Problem requirements: All entries are to be given again verbatim.

Data for this task:
◇ ◇ ◇ ◇ ◇

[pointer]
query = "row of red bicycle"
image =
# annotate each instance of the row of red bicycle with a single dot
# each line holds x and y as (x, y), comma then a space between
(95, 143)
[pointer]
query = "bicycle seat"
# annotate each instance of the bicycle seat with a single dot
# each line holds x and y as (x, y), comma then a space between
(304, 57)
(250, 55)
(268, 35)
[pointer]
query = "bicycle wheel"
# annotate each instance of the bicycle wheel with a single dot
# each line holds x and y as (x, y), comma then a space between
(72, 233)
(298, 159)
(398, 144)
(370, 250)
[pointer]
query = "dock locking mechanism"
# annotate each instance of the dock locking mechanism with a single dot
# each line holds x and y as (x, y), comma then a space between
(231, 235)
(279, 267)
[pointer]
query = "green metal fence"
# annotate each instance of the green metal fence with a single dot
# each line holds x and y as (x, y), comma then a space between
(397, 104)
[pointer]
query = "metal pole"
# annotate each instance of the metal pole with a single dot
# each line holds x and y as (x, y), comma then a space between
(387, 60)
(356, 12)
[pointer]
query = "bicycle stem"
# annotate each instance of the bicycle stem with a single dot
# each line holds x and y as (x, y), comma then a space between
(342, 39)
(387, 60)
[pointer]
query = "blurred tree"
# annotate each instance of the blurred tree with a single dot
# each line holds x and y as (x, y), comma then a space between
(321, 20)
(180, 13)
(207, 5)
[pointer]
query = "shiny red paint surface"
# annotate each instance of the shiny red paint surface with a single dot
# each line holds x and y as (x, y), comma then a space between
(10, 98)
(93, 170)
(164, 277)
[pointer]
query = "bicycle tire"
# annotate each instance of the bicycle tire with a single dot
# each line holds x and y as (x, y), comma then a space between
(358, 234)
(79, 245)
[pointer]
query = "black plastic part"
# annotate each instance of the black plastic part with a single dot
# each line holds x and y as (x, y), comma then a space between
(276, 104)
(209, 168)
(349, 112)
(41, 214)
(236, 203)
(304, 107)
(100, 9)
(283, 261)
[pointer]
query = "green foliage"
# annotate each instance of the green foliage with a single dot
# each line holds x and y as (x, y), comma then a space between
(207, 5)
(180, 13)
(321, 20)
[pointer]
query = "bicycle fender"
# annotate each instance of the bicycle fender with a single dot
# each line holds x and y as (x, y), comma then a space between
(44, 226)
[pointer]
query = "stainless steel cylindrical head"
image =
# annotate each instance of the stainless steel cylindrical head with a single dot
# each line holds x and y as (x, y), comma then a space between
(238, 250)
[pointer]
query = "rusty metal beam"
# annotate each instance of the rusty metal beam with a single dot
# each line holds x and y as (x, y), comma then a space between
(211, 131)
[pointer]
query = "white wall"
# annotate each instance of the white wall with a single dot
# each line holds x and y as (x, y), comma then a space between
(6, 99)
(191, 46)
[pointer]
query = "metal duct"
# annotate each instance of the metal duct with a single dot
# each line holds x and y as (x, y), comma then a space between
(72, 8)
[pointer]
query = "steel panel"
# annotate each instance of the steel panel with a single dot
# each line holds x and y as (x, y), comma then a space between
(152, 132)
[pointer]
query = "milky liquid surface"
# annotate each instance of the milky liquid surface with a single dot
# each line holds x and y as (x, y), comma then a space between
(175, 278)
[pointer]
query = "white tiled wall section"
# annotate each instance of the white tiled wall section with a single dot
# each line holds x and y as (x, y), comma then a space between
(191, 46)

◇ ◇ ◇ ◇ ◇

Solution to this problem:
[pointer]
query = "row of red bicycle"
image =
# annotate each instance of the row of red bicycle with a single dot
# each line holds x and y as (x, y), comma then a space between
(95, 143)
[pointer]
query = "bicycle seat"
# annotate each instance of the bicycle seat with a single dot
# each line holds x and y as (x, y), comma then a space between
(304, 57)
(250, 55)
(268, 35)
[pointer]
query = "bicycle wheel"
# annotate each instance of the bicycle wheel with a single dot
# each line holds x and y as (x, y), comma then a space between
(72, 233)
(298, 159)
(398, 144)
(370, 250)
[pointer]
query = "dock locking mechanism"
# annotate each instance of the dock locking mechanism with a single dot
# each line holds x and y as (x, y), comma then a space between
(231, 235)
(279, 267)
[pointer]
query = "green metal fence"
# annotate each instance of the green metal fence with a single dot
# each line holds x and y as (x, y), comma then a space between
(397, 104)
[pointer]
query = "metal pole"
# annotate each instance of the metal pole with a single dot
# each line holds x and y as (x, y), comma then a space between
(387, 60)
(356, 12)
[pointer]
query = "bicycle stem"
# annotate each instance of the bicycle stem with a single dot
# each line holds x and y as (x, y), comma then a space between
(342, 39)
(387, 60)
[pointer]
query = "blurred tree"
# annotate each instance of the blurred tree with a single dot
# each line holds x and y as (x, y), comma then a space between
(321, 20)
(180, 13)
(207, 5)
[pointer]
query = "shiny red paint surface"
# annotate each instance of the shiny red paint surface with a single dot
# each line holds x and y as (x, y), comma then a space between
(10, 98)
(93, 170)
(164, 277)
[pointer]
query = "bicycle tire"
# annotate each instance of the bicycle tire with a single dot
# each line holds x and y as (x, y), comma then a space between
(358, 234)
(79, 245)
[pointer]
query = "black plastic part"
# annotate each instance of the black plastic part with a single dot
# each line holds x and y as (x, y), comma then a space between
(276, 104)
(209, 168)
(349, 112)
(41, 214)
(236, 203)
(304, 107)
(100, 9)
(283, 261)
[pointer]
query = "green foliage"
# annotate each instance of the green foliage with a single dot
# each line holds x and y as (x, y), comma then a space between
(207, 5)
(180, 13)
(321, 20)
[pointer]
query = "bicycle fender"
# annotate each instance of the bicycle fender with a single dot
# each line holds x and y as (x, y), comma then a space between
(44, 226)
[pointer]
query = "stainless steel cylindrical head"
image =
# annotate each instance of the stainless steel cylindrical head with a single dot
# each line holds x and y as (x, y), comma then a space between
(238, 250)
[pointer]
query = "rusty metal beam"
# annotate each instance of the rusty metal beam with a single dot
# each line holds x and y as (x, y), comma then a space between
(211, 131)
[pointer]
query = "white wall"
# annotate each instance of the white wall with a single dot
# each line holds x and y as (x, y), comma then a space between
(6, 99)
(191, 46)
[pointer]
query = "metal duct"
# annotate each instance of the metal duct with a single dot
# each line holds x and y as (x, y), comma then a space between
(72, 8)
[pointer]
query = "steel panel"
# annotate each instance of the steel panel with a single dot
# each line holds x and y as (x, y), comma then a space between
(152, 132)
[pointer]
query = "milky liquid surface"
# annotate each instance of the milky liquid surface with a single dot
# each line holds x and y as (x, y), comma then a space between
(175, 278)
[pointer]
query = "white tiled wall section"
# annotate each instance of the white tiled wall section with a single dot
# each line holds x and y as (x, y), comma then a space between
(191, 46)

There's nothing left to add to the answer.